Source text:
--

By default, TLS clients cannot be migrated -- the encrypted session requires key material that lives inside the OpenSSL state machine. These clients drain during upgrade: their connection is closed when shutdown_timeout expires, and the client reconnects to the new process.

The opt-in tls-migration feature solves this. A patched OpenSSL exports the symmetric cipher state, passes it alongside the fd over the Unix socket, and the new process imports it to resume encryption mid-stream. The client does not re-handshake.

What gets exported

The patch adds SSL_export_migration_state() and SSL_import_migration_state() to OpenSSL 3.5.5. Exported data:

• TLS protocol version
• Cipher suite ID and tag length
• Read/write symmetric keys (AES key schedule input, not expanded)
• Read/write IVs (nonce)
• Read/write sequence numbers (8 bytes each)
• For TLS 1.3: server and client application traffic secrets

This is enough to reconstruct the record layer in the new process and continue encrypting/decrypting on the same TCP connection.

Building with TLS migration

cargo build --release --features tls-migration

Requires perl and patch in the build environment. Vendored OpenSSL 3.5.5 compiles from source with the migration patch applied.

Offline builds

# Download the tarball in advance
curl -fLO https://github.com/openssl/openssl/releases/download/openssl-3.5.5/openssl-3.5.5.tar.gz

# Build with the local tarball
OPENSSL_SOURCE_TARBALL=./openssl-3.5.5.tar.gz \
  cargo build --release --features tls-migration

SHA-256 is verified automatically.

Restrictions

• Linux only. macOS and Windows use platform-native TLS (Security.framework / SChannel), not OpenSSL. TLS migration is not possible with native-tls backends.
• Same certificates. Both processes must use the same tls_private_key and tls_certificate. The cipher state is bound to the SSL_CTX created from the certificate. Changed certificates cause import failure and client disconnection.
• FIPS incompatible. Vendored OpenSSL is not FIPS-validated. For FIPS compliance, build without tls-migration (TLS clients drain instead of migrating).
• No HSM/PKCS#11. Vendored OpenSSL is built with no-engine.

--

(Records taken from a collection)
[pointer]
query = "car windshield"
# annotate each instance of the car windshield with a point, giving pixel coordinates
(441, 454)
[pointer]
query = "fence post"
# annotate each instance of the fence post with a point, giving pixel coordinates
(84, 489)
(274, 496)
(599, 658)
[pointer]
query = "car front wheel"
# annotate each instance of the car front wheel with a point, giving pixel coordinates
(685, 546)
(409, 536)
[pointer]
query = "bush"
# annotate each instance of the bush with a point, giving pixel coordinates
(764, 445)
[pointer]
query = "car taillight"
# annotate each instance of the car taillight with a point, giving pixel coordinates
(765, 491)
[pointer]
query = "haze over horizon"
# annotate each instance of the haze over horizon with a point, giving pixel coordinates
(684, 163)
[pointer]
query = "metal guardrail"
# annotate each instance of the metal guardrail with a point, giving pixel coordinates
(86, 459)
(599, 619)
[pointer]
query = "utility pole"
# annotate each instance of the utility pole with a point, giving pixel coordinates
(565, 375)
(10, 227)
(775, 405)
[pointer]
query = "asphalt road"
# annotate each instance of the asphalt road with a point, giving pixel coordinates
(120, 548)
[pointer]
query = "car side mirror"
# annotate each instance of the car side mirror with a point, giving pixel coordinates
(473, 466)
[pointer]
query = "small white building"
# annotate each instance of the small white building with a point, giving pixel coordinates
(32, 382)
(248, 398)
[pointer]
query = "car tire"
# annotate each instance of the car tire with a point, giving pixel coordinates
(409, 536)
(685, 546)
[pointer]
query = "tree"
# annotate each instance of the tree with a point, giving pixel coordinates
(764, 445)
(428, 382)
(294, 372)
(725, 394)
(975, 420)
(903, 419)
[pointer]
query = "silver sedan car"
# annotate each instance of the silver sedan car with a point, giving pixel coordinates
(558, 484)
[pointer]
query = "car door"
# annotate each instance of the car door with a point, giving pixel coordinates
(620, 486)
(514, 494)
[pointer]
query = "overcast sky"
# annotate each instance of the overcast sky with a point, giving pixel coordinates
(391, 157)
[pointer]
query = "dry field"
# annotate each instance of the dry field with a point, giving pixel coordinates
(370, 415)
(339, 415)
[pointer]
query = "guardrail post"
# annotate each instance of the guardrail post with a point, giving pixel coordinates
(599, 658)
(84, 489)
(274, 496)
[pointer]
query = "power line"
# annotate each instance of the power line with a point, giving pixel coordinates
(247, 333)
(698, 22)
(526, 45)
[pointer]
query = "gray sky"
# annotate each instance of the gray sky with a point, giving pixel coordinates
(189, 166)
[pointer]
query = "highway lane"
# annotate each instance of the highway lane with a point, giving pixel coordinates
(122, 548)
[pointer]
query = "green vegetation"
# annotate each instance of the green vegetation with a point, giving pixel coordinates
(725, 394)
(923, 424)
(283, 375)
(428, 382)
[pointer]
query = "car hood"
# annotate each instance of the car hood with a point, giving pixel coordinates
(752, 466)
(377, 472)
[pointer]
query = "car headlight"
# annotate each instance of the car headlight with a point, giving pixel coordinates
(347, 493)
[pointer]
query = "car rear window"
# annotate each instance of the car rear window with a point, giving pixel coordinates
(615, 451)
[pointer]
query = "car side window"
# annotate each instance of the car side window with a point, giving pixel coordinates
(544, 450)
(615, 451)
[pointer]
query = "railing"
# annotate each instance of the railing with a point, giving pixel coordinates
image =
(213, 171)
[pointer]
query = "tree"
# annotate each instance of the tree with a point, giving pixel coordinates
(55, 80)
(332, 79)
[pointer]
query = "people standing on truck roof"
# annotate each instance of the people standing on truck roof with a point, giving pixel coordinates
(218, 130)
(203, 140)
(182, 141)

--

Prompt 1: List every piece of data that the TLS migration text says gets exported.
Prompt 2: Find each line in the records that contains the word "vegetation", matching case exactly, and copy those lines.
The text and the records are unrelated to each other.

Exercise response 1:
- TLS protocol version
- Cipher suite ID and tag length
- Read/write symmetric keys (AES key schedule input, not expanded)
- Read/write IVs (nonce)
- Read/write sequence numbers (8 bytes each)
- For TLS 1.3: server and client application traffic secrets

Exercise response 2:
query = "green vegetation"
# annotate each instance of the green vegetation with a point, giving pixel coordinates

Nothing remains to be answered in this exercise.